Transcribe the passage of the oak cabinet thread below word for word, from "Lesson learned mate." up to and including "(9 May 2010)".

** start of QUOTED TEXT **

I'm not prepared to bin all this oak. Some of it's quite nice and I'm not sure I have enough brown oak spare to remake the top and base. Gluing another piece of brown oak in there should actually work quite well - it will mirror the joints at the top of the cabinet, where the same pin is wider to accommodate the groove (I may photo it later, if that isn't clear). :wink:

How often would a member of the public closely examine a piece like this? I'd expect my tutors to pick up on it but, as it's on the back, I bet no-one else would notice unless I pointed it out! :wink: I'm also pleased with the back panel I've made, which should draw some attention away from the joints, anyway. 

If this was a commissioned piece, I may consider re-making the whole thing though, I should've have noticed this much sooner, anyway... Or, at least drawn the joints out fully in SketcUp, first of all...


----------



## rileytoolworks (3 May 2010)

Lesson learned mate. If YOU'RE happy to continue, then go for it. As you say, I doubt it'll be noticeable to the UN trained eye.

Clewlown I was only mocking mate.

Adam.


----------



## clewlowm (9 May 2010)

please do not take it as an insult! i do not speak to my clients that way? but if i am not happy with any of my work. it goes in the fire pile. you should have one standard! if you are not happy with it? then bin it.


----------

** end of QUOTED TEXT **
** start of GIVEN RECORDS **

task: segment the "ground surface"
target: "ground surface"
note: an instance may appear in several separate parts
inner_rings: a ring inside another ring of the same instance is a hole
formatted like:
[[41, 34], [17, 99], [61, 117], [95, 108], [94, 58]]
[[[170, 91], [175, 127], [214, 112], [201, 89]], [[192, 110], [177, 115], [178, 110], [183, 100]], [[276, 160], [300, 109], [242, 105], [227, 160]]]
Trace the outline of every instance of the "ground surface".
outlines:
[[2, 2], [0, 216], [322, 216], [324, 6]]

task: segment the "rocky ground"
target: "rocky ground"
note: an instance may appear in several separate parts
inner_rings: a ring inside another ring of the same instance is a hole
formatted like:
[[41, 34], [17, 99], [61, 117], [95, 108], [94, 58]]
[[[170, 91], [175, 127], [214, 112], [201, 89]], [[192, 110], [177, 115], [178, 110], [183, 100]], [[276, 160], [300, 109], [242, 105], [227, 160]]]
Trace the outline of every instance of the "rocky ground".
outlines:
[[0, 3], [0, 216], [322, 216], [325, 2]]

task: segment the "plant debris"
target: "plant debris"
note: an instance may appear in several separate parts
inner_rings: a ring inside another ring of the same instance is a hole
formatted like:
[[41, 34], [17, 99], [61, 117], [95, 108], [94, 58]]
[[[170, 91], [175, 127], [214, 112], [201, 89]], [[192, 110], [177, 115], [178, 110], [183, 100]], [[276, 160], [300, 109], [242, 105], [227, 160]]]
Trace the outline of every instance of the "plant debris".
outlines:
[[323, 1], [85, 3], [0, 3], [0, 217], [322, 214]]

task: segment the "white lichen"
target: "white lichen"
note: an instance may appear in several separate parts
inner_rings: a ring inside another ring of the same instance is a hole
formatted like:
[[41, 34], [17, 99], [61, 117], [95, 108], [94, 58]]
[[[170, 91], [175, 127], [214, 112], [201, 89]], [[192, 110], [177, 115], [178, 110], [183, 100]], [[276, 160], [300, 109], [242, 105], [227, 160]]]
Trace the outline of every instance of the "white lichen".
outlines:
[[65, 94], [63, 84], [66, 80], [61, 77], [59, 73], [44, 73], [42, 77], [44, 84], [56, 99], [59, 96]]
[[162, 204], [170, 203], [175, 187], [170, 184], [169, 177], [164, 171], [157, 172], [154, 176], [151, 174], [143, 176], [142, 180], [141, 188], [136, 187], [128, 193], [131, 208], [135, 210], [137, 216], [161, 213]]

** end of GIVEN RECORDS **
** start of GIVEN RECORDS **

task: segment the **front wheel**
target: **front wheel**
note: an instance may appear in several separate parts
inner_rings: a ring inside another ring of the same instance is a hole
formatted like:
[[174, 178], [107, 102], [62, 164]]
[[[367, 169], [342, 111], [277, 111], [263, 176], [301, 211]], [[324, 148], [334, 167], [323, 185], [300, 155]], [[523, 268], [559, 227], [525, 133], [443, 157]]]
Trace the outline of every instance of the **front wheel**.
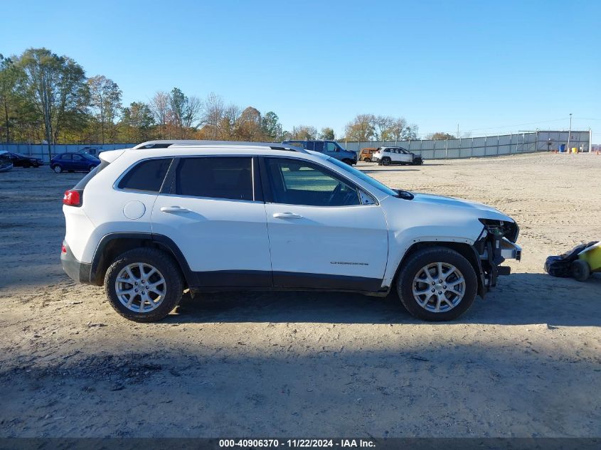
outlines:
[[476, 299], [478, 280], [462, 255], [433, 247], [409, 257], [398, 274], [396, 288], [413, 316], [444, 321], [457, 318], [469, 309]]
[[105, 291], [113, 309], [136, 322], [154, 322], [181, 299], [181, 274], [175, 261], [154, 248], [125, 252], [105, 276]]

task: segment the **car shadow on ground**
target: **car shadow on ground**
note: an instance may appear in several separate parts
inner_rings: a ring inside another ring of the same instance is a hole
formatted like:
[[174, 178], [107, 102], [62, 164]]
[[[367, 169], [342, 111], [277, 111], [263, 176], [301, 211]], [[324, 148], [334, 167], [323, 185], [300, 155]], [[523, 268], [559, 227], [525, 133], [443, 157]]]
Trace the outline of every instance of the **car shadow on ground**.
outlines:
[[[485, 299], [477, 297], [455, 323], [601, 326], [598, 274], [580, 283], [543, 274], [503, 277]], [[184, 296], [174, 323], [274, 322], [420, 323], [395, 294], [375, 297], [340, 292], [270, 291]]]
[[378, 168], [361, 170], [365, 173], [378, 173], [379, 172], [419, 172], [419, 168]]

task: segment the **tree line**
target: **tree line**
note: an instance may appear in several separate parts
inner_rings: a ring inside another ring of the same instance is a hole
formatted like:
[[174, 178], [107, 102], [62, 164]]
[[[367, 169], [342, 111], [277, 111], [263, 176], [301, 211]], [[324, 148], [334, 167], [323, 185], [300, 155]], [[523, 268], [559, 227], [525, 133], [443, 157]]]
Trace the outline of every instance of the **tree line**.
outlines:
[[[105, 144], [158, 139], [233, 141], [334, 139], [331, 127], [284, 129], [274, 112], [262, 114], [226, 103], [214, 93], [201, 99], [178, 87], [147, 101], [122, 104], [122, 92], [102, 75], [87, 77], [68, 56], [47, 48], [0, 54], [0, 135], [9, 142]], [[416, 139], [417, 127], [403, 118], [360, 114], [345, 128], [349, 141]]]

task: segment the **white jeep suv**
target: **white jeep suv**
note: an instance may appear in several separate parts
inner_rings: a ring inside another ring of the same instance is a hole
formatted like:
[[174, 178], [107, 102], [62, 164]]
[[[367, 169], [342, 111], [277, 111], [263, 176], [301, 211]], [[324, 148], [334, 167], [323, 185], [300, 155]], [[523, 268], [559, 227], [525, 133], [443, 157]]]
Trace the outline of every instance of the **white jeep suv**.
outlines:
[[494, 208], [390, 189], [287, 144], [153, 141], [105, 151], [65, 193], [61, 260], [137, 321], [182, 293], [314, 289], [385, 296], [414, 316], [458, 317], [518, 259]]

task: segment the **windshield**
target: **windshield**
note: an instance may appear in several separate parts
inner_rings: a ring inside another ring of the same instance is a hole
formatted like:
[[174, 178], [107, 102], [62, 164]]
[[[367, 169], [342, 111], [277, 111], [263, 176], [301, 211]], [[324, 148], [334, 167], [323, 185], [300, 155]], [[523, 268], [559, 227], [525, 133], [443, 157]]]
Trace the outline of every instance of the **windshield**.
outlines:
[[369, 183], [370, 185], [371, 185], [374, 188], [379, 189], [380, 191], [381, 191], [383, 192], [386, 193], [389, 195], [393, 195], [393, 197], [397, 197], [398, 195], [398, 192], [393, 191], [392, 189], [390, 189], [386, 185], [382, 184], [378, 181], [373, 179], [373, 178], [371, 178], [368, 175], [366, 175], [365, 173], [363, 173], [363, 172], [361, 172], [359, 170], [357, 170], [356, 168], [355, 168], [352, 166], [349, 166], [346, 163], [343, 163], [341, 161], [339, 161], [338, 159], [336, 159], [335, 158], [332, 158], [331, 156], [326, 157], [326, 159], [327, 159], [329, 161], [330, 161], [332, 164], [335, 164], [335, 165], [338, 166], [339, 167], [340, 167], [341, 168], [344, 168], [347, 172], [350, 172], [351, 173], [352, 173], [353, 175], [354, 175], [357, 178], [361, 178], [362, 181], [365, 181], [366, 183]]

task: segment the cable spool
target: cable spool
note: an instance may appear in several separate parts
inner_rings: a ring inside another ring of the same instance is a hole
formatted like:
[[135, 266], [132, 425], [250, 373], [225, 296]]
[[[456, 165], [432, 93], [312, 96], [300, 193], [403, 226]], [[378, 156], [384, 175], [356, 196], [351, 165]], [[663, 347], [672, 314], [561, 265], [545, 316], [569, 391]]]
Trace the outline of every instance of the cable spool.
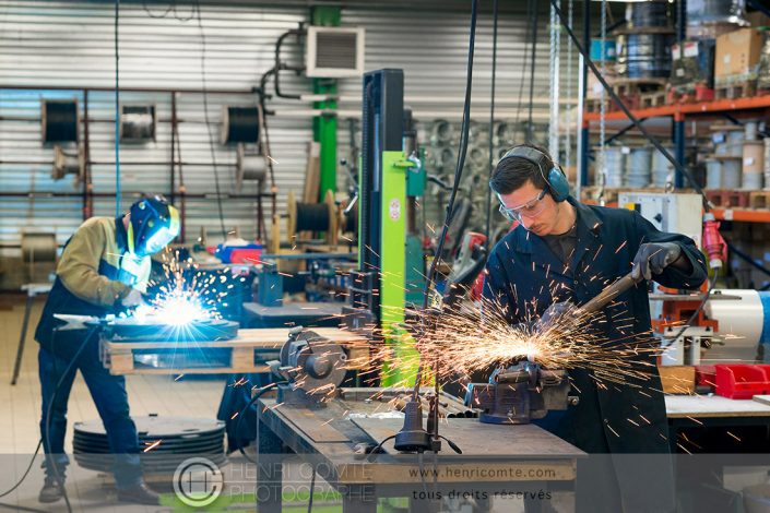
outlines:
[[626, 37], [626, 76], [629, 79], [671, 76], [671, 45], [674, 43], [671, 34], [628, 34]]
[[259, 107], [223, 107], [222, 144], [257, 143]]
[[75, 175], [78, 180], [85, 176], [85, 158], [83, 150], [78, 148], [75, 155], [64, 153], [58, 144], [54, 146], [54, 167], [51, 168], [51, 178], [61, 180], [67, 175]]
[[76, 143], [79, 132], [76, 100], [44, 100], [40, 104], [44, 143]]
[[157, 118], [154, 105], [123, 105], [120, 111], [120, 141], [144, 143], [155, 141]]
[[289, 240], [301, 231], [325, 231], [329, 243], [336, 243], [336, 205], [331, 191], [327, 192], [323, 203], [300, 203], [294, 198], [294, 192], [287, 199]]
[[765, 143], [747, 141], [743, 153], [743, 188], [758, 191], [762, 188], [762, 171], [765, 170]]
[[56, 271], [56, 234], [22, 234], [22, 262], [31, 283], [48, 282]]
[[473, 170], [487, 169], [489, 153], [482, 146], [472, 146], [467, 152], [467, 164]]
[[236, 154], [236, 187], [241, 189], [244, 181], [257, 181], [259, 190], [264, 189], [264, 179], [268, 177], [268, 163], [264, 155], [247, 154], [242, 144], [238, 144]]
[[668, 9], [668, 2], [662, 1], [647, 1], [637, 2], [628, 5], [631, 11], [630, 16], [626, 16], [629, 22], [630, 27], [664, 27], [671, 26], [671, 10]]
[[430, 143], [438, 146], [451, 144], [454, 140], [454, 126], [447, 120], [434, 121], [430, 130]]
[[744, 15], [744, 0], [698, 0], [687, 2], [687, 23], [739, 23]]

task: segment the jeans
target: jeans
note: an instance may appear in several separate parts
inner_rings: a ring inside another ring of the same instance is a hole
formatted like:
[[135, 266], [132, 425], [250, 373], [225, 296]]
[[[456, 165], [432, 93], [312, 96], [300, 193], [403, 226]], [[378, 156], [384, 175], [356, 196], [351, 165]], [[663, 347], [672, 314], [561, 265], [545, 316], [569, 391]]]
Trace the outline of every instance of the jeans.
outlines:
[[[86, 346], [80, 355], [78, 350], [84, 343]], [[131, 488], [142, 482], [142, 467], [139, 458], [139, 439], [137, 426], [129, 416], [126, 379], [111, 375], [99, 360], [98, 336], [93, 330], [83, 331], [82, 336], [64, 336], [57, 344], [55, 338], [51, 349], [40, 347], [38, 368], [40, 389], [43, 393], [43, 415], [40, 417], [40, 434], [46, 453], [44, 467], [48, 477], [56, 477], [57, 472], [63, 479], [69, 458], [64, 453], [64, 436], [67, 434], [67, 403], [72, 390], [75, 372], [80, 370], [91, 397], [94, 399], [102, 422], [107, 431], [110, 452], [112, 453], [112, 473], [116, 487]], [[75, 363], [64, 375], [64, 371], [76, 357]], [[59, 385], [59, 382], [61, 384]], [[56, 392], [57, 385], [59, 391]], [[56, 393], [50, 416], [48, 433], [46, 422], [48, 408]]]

** end of GIVEN RECORDS **

REPLY TO THE EXERCISE:
Lesson learned mate. If YOU'RE happy to continue, then go for it. As you say, I doubt it'll be noticeable to the UN trained eye.

Clewlown I was only mocking mate.

Adam.


----------



## clewlowm (9 May 2010)